● PROBLEM STATEMENT
Leave out the pictures, then return the records word for word.
** Opening DATASET CONTENT block **
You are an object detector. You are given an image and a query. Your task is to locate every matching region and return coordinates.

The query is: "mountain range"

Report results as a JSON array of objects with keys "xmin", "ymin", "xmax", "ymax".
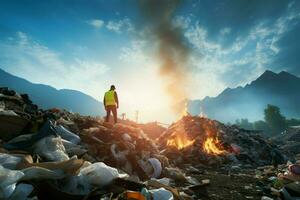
[
  {"xmin": 0, "ymin": 68, "xmax": 104, "ymax": 116},
  {"xmin": 1, "ymin": 68, "xmax": 299, "ymax": 122},
  {"xmin": 188, "ymin": 70, "xmax": 300, "ymax": 123}
]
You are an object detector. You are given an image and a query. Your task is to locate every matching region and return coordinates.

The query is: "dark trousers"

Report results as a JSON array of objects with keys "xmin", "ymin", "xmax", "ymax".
[{"xmin": 105, "ymin": 105, "xmax": 117, "ymax": 123}]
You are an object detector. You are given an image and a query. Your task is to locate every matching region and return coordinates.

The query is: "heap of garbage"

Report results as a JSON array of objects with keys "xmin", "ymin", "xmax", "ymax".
[
  {"xmin": 138, "ymin": 122, "xmax": 167, "ymax": 140},
  {"xmin": 0, "ymin": 87, "xmax": 39, "ymax": 140},
  {"xmin": 157, "ymin": 115, "xmax": 287, "ymax": 168},
  {"xmin": 0, "ymin": 87, "xmax": 299, "ymax": 200},
  {"xmin": 273, "ymin": 126, "xmax": 300, "ymax": 162},
  {"xmin": 0, "ymin": 88, "xmax": 196, "ymax": 199}
]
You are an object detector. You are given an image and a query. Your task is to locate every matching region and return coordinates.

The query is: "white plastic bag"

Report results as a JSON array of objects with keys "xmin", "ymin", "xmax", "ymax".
[
  {"xmin": 61, "ymin": 161, "xmax": 92, "ymax": 195},
  {"xmin": 21, "ymin": 166, "xmax": 65, "ymax": 181},
  {"xmin": 150, "ymin": 188, "xmax": 174, "ymax": 200},
  {"xmin": 150, "ymin": 178, "xmax": 172, "ymax": 186},
  {"xmin": 56, "ymin": 125, "xmax": 81, "ymax": 144},
  {"xmin": 0, "ymin": 153, "xmax": 22, "ymax": 170},
  {"xmin": 79, "ymin": 162, "xmax": 124, "ymax": 188},
  {"xmin": 33, "ymin": 135, "xmax": 69, "ymax": 161},
  {"xmin": 8, "ymin": 183, "xmax": 34, "ymax": 200},
  {"xmin": 62, "ymin": 139, "xmax": 87, "ymax": 156},
  {"xmin": 0, "ymin": 110, "xmax": 18, "ymax": 116},
  {"xmin": 0, "ymin": 165, "xmax": 24, "ymax": 199}
]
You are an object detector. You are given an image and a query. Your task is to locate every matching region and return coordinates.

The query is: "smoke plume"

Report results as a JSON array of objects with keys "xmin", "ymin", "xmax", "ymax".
** Closing DATASET CONTENT block **
● WRITTEN SOLUTION
You are an object detector. You are given an image and a query. Your task is to locate every matching region and return coordinates.

The query is: "mountain range"

Report results as a JSON array of objects with keys "xmin", "ymin", "xmax", "ymax".
[
  {"xmin": 0, "ymin": 68, "xmax": 104, "ymax": 116},
  {"xmin": 1, "ymin": 68, "xmax": 299, "ymax": 122},
  {"xmin": 188, "ymin": 70, "xmax": 300, "ymax": 123}
]
You are an object detector. You are given an image and a query. Your task is to locate every matching region and return coordinates.

The query is: "dark trousers"

Report results as a JSON array of objects with keys "xmin", "ymin", "xmax", "ymax".
[{"xmin": 105, "ymin": 105, "xmax": 117, "ymax": 123}]
You are an object detector. You are given an image and a query. Your task is to locate every matching region and return coordinates.

The query is: "heap of garbage"

Report results as a JSON array of objects with keys "xmin", "ymin", "xmax", "ymax".
[
  {"xmin": 138, "ymin": 122, "xmax": 167, "ymax": 140},
  {"xmin": 0, "ymin": 87, "xmax": 39, "ymax": 140},
  {"xmin": 157, "ymin": 115, "xmax": 287, "ymax": 168},
  {"xmin": 0, "ymin": 87, "xmax": 299, "ymax": 200},
  {"xmin": 273, "ymin": 126, "xmax": 300, "ymax": 162},
  {"xmin": 0, "ymin": 88, "xmax": 196, "ymax": 199}
]
You are an object detector. You are given an image and a query. Your task is to locate every matching region and return coordinates.

The query is: "white plastic bag"

Report results as a JSON array of objects with keys "xmin", "ymin", "xmax", "ymax".
[
  {"xmin": 61, "ymin": 161, "xmax": 92, "ymax": 195},
  {"xmin": 21, "ymin": 166, "xmax": 65, "ymax": 181},
  {"xmin": 150, "ymin": 188, "xmax": 174, "ymax": 200},
  {"xmin": 150, "ymin": 178, "xmax": 172, "ymax": 186},
  {"xmin": 56, "ymin": 125, "xmax": 81, "ymax": 144},
  {"xmin": 0, "ymin": 153, "xmax": 22, "ymax": 170},
  {"xmin": 79, "ymin": 162, "xmax": 124, "ymax": 188},
  {"xmin": 33, "ymin": 135, "xmax": 69, "ymax": 161},
  {"xmin": 8, "ymin": 183, "xmax": 34, "ymax": 200},
  {"xmin": 62, "ymin": 139, "xmax": 87, "ymax": 156},
  {"xmin": 0, "ymin": 110, "xmax": 18, "ymax": 116},
  {"xmin": 0, "ymin": 165, "xmax": 24, "ymax": 199}
]
You are an object detector. You are given an image and a query. Your task is to locate every matching region and return coordinates.

The query is: "smoke plume"

Report results as a JSON array of objects with keys "xmin", "ymin", "xmax", "ymax".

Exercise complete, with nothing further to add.